- **TASK PROMPT**
Reproduce, unchanged, the part of the material that opens with the line containing "gray pillow in this picture." and closes with the line containing "[454,336,582,426]". Include both of those lines.

- **DATA LINES**

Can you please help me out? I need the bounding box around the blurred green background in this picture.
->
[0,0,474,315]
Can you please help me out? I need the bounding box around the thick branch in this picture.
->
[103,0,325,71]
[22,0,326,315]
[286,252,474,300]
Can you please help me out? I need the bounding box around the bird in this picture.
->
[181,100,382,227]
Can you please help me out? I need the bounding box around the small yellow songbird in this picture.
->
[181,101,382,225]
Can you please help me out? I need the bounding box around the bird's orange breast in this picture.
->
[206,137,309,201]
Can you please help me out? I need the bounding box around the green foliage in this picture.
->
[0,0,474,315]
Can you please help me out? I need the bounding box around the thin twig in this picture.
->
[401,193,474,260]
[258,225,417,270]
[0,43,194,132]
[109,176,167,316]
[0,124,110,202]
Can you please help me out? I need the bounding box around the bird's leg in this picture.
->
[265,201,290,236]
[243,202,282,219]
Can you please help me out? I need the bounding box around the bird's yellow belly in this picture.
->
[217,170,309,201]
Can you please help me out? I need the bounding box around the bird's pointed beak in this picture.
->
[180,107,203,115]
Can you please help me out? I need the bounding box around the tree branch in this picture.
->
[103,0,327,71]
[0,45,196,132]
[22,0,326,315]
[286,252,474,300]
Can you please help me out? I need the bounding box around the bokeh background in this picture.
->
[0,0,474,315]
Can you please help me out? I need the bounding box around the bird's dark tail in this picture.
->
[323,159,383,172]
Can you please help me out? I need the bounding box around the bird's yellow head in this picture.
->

==

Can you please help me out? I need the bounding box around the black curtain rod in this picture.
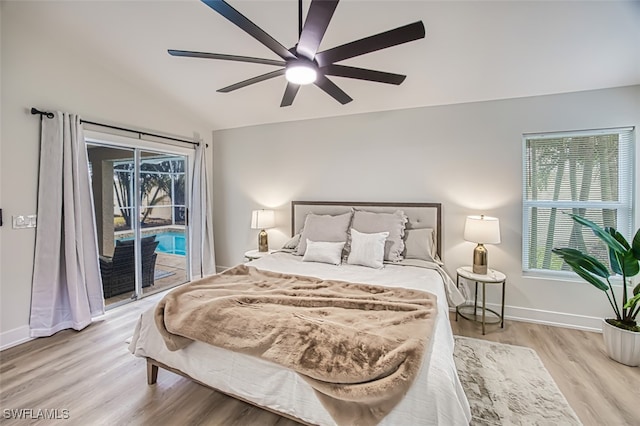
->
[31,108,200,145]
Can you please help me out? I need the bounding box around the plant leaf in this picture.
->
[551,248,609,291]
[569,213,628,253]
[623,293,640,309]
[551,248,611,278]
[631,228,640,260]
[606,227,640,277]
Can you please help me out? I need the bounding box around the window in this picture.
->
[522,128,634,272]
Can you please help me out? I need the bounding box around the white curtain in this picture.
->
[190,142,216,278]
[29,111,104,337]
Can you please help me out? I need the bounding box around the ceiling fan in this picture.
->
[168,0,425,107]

==

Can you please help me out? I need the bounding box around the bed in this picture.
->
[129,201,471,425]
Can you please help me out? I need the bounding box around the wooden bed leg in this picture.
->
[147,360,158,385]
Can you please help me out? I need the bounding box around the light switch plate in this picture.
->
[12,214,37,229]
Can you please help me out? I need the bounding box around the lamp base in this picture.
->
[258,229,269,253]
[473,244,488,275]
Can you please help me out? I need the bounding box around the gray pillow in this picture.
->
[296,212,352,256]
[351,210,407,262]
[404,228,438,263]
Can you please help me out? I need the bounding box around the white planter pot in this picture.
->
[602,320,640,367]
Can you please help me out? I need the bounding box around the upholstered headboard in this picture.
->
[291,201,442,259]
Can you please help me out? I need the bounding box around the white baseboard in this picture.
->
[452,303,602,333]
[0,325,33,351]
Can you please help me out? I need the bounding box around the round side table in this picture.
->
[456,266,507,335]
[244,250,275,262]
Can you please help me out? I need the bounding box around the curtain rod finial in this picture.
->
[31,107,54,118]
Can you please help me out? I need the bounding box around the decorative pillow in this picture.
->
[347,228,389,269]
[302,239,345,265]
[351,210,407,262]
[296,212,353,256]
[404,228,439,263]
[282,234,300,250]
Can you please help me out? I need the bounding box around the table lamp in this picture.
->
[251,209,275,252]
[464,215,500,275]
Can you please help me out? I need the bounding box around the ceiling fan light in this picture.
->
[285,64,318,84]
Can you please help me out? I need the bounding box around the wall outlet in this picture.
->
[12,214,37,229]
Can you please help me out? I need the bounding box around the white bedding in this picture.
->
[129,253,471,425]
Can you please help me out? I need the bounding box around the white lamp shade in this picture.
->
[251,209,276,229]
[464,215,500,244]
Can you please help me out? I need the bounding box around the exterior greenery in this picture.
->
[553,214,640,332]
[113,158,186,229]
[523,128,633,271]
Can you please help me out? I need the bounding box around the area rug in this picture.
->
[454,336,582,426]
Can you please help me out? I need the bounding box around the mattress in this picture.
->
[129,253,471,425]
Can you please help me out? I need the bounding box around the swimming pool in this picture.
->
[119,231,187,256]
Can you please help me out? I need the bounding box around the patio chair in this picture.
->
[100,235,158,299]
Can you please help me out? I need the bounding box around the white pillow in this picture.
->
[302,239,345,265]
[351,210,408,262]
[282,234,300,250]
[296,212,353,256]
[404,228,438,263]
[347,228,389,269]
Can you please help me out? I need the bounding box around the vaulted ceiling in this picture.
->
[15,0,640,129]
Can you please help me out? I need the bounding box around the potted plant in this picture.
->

- **TASK RESPONSE**
Can you please help me out? I need the bounding box around the gray pillow in this picture.
->
[296,212,352,256]
[351,210,407,262]
[404,228,438,263]
Can you please help me out? I need the bounding box around the white planter pot in this picture.
->
[602,320,640,367]
Can you please help me out? I need the bounding box around the upholstered headboard in this picture.
->
[291,201,442,259]
Can you please help me out? I need the bounding box around the white baseboard in this picture.
->
[452,303,602,333]
[0,325,33,351]
Can you please help me out? I need the bounding box around the round side table in this picture.
->
[456,266,507,335]
[244,250,275,262]
Can you please help me out? I need the bounding box around the curtain rod finial in this picture.
->
[31,107,54,118]
Can you please help me out? I need the bounding box around the decorative pillow in this picture.
->
[347,228,389,269]
[302,239,345,265]
[351,210,407,262]
[296,212,353,256]
[404,228,439,263]
[282,234,300,250]
Can you please help me out? I need the bounding box around the table lamp in this picture.
->
[251,209,275,252]
[464,215,500,275]
Can you please help me out? I need the bounding box around the ceiling fan light in this picture.
->
[285,64,318,84]
Can you please help me out? I need the bounding box around the wall outlet in this picture.
->
[12,214,37,229]
Can you please help me out? I need the bounding box around the white bedding in this picture.
->
[129,253,471,425]
Can you please help me out? I need the bounding box around the white lamp shade in this picture.
->
[251,209,276,229]
[464,215,500,244]
Can you please help me out? I need the bounding box around the exterior greenery in this picture.
->
[553,214,640,332]
[113,158,186,229]
[523,128,633,271]
Can you please help me out? I need the bounding box around the area rug in this picture.
->
[454,336,582,426]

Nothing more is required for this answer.